» Text excerpt
--
And Tinder only works for male model dudes

 

Ok, now you are just being totally ridiculous.

 

If you can't be ****ed to set up a Facebook profile then you mighty as well stop wasting peoples time here.

 

I was willing to give you the benefit of the doubt and think you were genuine but with posts like this its becoming increasingly difficult to believe.

  • Like 4
Posted
Did you read the part I said where it would put my friend in a very awkward/bad position? I wouldn't do that if I had a chance to date a movie star

 

Women label all guys hitting on them that they don't like as disgusting creepers.

 

Well, I think I've identified your issue.

 

You have some very, very, VERY faulty thinking going on inside your head.

 

The worst part is, it appears to be sitting squarely in your blind spot, which is why you're completely clueless as to why you're struggling so much.

 

A quick summary;

 

1) You have huge issues around looking foolish or being rejected. This leads you to massive risk avoidant behaviour in dating. No risks = No rewards.

 

2) You have massively faulty ideas about how women think and what they find attractive. You make huge, sweeping generalisations that only serve to further paralyze you.

 

3) You're unable to seriously reflect on the things people are telling you, instead shooting them down or simply ignoring their advice.

 

If you seriously want to do something about your dating, you need to stop focusing outwards and focus inwards. Be willing to have the tough discussions. Be wiling to fail, to look foolish, to be rejected. Be willing to actually put yourself out there.

 

In other words, find the courage to change.

 

Wish you luck man. Signing out.

  • Like 5
  • Author
Posted
Ok, now you are just being totally ridiculous.

 

If you can't be ****ed to set up a Facebook profile then you mighty as well stop wasting peoples time here.

 

I was willing to give you the benefit of the doubt and think you were genuine but with posts like this its becoming increasingly difficult to believe.

 

 

A lot of my friends have asked me to set up a Facebook profile but I hate taking pictures and I hate writing about myself. It feels very awkward

 

I've resisted for many years, I dunno if I will ever have a Facebook

  • Author
Posted
Well, I think I've identified your issue.

 

You have some very, very, VERY faulty thinking going on inside your head.

 

The worst part is, it appears to be sitting squarely in your blind spot, which is why you're completely clueless as to why you're struggling so much.

 

A quick summary;

 

1) You have huge issues around looking foolish or being rejected. This leads you to massive risk avoidant behaviour in dating. No risks = No rewards.

 

2) You have massively faulty ideas about how women think and what they find attractive. You make huge, sweeping generalisations that only serve to further paralyze you.

 

3) You're unable to seriously reflect on the things people are telling you, instead shooting them down or simply ignoring their advice.

 

If you seriously want to do something about your dating, you need to stop focusing outwards and focus inwards. Be willing to have the tough discussions. Be wiling to fail, to look foolish, to be rejected. Be willing to actually put yourself out there.

 

In other words, find the courage to change.

 

Wish you luck man. Signing out.

 

 

Looking foolish by getting rejected in a very ugly way with women I'll never see again is one thing

 

If that happens with my best friends' employees, you really don't see how that can put him in a very bad position? Don't get it twisted, my friends are more important to me than dating a movie star supermodel. I would never do anything to make them look bad. I'm not acquaintances with this guy, he's basically my older brother. I spend Christmas eve with his family

 

I'm curious to hear you elaborate on your #2 point. What's wrong with my generalizations? I say that decent looking women online only really want male models- you want to see the 10 studies I've seen with profiles of male models saying and doing all sorts of horrible **** and still having very attractive women be ALL over them?
--
» Exercise instructions
(a) Retype the part of the dating forum thread that opens with the words containing "I'm curious to" and closes with "ALL over them?".
(b) Decide whether each statement agrees with the dating forum thread, answering yes or no and quoting the deciding words: (i) the thread's author says many friends have asked for a Facebook profile to be set up; (ii) the author says Christmas Day is spent with the friend's family; (iii) the author describes the friend as a casual acquaintance.
(c) Answer these questions from the dating forum thread:
(i) Besides writing about themselves, what does the author say they hate doing?
(ii) In the first point of the reply's summary, what does the fear of looking foolish or being rejected lead to?
(iii) How many studies does the author say they have seen?

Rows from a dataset
--
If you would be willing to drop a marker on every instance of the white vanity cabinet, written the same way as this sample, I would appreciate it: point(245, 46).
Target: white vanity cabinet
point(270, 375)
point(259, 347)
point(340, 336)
--
» Results of the tasks
(a)
I'm curious to hear you elaborate on your #2 point. What's wrong with my generalizations? I say that decent looking women online only really want male models- you want to see the 10 studies I've seen with profiles of male models saying and doing all sorts of horrible **** and still having very attractive women be ALL over them?

(b)
(i) Yes: "A lot of my friends have asked me to set up a Facebook profile"
(ii) No: "I spend Christmas eve with his family"
(iii) No: "I'm not acquaintances with this guy, he's basically my older brother."

(c)
(i) Taking pictures
(ii) Massive risk avoidant behaviour in dating
(iii) 10